AIM OF THE TASK
Copy out word for word the lines below, from the line containing "Where can the orange" through the last line.

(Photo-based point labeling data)
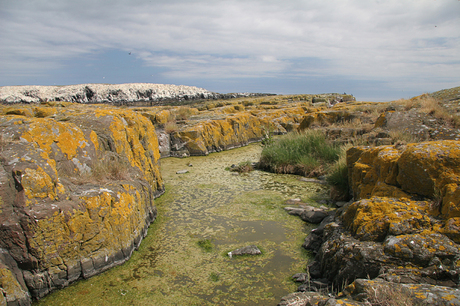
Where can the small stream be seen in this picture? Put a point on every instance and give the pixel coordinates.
(224, 211)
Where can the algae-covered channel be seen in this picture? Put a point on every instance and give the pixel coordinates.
(203, 215)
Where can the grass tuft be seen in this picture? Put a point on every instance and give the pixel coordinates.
(305, 153)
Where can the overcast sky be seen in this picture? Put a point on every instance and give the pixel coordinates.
(377, 50)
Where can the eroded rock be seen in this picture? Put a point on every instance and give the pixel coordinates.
(76, 193)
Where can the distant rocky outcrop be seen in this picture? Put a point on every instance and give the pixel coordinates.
(102, 93)
(77, 189)
(118, 94)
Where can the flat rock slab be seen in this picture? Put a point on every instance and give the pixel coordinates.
(247, 250)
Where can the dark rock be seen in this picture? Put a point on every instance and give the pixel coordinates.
(300, 277)
(314, 269)
(313, 216)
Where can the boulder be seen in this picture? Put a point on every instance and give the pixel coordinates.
(77, 192)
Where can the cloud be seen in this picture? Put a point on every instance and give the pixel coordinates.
(396, 42)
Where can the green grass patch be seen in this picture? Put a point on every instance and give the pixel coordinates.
(307, 154)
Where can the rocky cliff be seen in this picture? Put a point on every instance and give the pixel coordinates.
(398, 238)
(77, 189)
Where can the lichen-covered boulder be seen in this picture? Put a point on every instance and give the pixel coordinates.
(219, 134)
(77, 191)
(428, 169)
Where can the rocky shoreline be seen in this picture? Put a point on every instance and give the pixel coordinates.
(78, 182)
(397, 239)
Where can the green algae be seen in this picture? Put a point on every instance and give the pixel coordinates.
(227, 211)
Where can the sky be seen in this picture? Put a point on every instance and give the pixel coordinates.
(377, 50)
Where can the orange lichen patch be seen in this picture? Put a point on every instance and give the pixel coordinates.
(220, 134)
(451, 200)
(420, 248)
(452, 229)
(373, 171)
(19, 111)
(425, 168)
(381, 121)
(162, 116)
(66, 136)
(106, 222)
(372, 219)
(135, 138)
(42, 112)
(94, 139)
(324, 117)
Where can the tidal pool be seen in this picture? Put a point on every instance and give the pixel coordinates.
(203, 215)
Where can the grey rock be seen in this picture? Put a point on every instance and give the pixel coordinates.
(313, 216)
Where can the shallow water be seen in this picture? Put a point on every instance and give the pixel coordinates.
(224, 210)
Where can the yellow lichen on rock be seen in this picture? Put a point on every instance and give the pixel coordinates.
(11, 290)
(373, 219)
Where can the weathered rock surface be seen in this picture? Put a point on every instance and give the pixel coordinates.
(399, 236)
(77, 186)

SOLVED PROBLEM
Where can the orange lichen patch be seen in this picture? Put a point on every instance and give the pixel coordinates.
(220, 134)
(451, 200)
(420, 248)
(452, 229)
(373, 171)
(19, 111)
(425, 168)
(381, 121)
(162, 116)
(66, 136)
(106, 222)
(372, 219)
(135, 138)
(42, 112)
(94, 139)
(324, 117)
Where can the tidal pool be seen in this picture? Put a point on every instance and give the pixel coordinates.
(203, 215)
Where can the grey rock be seen in this picture? Put a point on every instance and give the pixel coordinates.
(313, 216)
Where can the shallow water be seen in this picture? Put a point on every instance and give the pixel coordinates.
(224, 210)
Where can the yellow lichen on rock be seen in this picture? Put a point on every instance and give the pixel coordinates.
(11, 290)
(373, 219)
Where can the weathered rock surface be seen in this picture? Put a point on every instance and give the pixel coordinates.
(399, 236)
(77, 186)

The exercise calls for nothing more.